(Extracted material):
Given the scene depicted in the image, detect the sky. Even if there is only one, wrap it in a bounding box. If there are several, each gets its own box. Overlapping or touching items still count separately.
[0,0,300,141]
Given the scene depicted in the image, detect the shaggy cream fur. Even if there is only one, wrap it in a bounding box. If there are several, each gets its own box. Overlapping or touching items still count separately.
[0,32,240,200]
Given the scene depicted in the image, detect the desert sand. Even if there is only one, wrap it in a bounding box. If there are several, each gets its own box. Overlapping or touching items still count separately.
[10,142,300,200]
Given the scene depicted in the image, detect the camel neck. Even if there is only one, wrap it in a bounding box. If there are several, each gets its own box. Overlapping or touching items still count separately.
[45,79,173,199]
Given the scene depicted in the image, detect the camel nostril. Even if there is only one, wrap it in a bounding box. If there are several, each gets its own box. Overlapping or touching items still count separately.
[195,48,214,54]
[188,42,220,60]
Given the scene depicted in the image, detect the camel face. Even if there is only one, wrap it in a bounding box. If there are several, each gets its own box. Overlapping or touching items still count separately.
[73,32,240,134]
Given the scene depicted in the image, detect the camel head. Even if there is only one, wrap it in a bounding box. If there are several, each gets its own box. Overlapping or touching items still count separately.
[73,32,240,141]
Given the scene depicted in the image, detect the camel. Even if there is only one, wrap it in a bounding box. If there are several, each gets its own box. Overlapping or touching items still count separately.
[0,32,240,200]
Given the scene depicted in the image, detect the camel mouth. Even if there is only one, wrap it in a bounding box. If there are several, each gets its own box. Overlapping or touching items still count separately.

(Task to complete): Rescale the entries on the lines holding "Given the scene depicted in the image, detect the camel face." through "[73,32,240,134]", inclusive, and write out every one of those lines in full. Multiply each coordinate in the answers by 0.35, round to whole numbers with halves going up, and keep all other wording unchanged.

(Complete output):
Given the scene depicted in the image, detect the camel face. Even if there is only one, wrap it in a bounding box. If there are several, each gets its own box. Overlapping or touching items still count separately.
[26,11,84,47]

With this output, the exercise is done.